=== Data provided ===

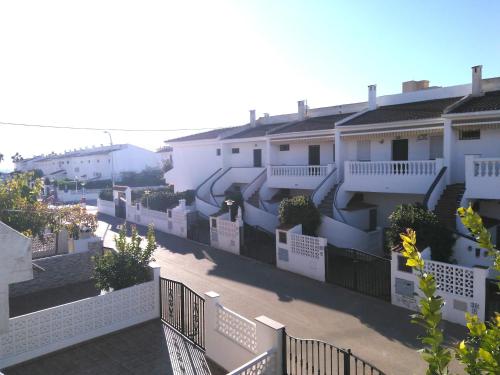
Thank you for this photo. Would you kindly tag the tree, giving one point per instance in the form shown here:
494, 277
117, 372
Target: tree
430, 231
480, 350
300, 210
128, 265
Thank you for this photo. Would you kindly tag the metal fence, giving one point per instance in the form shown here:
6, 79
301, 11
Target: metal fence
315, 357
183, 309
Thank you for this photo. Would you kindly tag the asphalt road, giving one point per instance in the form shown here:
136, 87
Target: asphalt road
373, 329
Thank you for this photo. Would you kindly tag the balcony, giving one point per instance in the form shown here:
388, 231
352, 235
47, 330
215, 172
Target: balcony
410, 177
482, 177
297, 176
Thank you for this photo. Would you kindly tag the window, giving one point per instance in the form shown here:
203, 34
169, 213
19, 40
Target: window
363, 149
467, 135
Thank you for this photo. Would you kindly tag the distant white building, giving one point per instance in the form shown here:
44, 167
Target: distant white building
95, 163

===
=== Data provided ===

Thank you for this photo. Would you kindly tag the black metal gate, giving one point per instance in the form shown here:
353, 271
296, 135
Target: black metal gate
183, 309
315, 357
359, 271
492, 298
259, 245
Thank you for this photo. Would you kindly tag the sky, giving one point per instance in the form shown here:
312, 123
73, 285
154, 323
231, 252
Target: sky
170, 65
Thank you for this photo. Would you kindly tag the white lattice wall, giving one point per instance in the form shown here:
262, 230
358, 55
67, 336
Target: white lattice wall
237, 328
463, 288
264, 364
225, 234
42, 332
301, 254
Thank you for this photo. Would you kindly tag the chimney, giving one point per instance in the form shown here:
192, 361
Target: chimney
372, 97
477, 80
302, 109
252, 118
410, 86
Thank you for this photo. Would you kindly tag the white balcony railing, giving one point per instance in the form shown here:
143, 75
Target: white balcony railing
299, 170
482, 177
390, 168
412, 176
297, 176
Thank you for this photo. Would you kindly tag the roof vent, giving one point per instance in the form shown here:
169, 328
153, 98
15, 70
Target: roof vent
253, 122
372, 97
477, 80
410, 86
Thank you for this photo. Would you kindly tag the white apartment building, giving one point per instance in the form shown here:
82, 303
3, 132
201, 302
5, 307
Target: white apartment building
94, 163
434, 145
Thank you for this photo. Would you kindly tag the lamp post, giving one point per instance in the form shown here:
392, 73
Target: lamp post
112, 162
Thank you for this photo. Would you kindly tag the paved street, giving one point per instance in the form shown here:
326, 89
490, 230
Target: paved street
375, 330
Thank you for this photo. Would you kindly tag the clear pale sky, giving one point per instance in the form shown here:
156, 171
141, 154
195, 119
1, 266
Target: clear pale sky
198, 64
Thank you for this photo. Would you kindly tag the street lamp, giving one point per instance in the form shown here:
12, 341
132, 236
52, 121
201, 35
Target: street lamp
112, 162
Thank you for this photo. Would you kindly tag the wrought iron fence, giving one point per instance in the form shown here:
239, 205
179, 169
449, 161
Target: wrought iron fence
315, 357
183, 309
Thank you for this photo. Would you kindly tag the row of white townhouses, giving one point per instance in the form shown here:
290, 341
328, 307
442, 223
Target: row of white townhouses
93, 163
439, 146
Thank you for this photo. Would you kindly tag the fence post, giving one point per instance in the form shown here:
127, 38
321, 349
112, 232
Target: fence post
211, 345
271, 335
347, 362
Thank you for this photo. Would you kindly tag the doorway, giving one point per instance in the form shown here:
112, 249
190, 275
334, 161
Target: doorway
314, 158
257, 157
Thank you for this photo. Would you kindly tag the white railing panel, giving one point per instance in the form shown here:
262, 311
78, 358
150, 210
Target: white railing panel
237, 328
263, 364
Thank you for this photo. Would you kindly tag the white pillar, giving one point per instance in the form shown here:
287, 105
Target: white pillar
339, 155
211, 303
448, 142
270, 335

===
=== Data provided ===

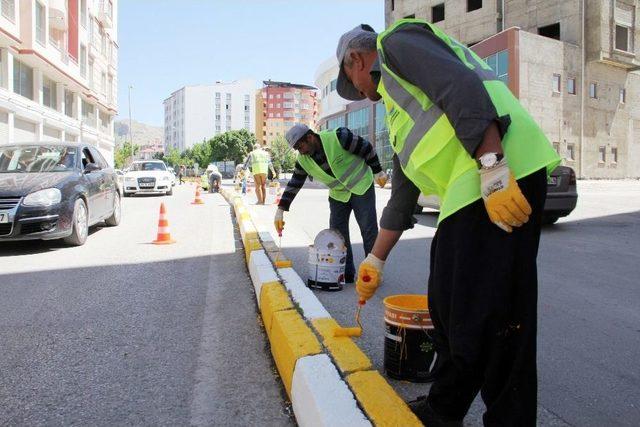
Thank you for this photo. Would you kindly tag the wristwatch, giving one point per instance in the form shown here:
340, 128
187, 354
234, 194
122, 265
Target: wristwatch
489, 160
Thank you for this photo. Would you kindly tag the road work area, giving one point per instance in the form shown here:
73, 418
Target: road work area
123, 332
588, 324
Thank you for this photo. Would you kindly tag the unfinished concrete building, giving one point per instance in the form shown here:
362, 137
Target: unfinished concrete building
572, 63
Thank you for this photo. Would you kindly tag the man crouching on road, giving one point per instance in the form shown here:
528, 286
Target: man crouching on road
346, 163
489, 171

===

What you are asked to do:
Return every line of the records above that contains the word "wall".

Written answer:
Thank you for this photo. Would you kindly tag the white lattice wall, giving one point per instance in the form shown here:
Target: white lattice wall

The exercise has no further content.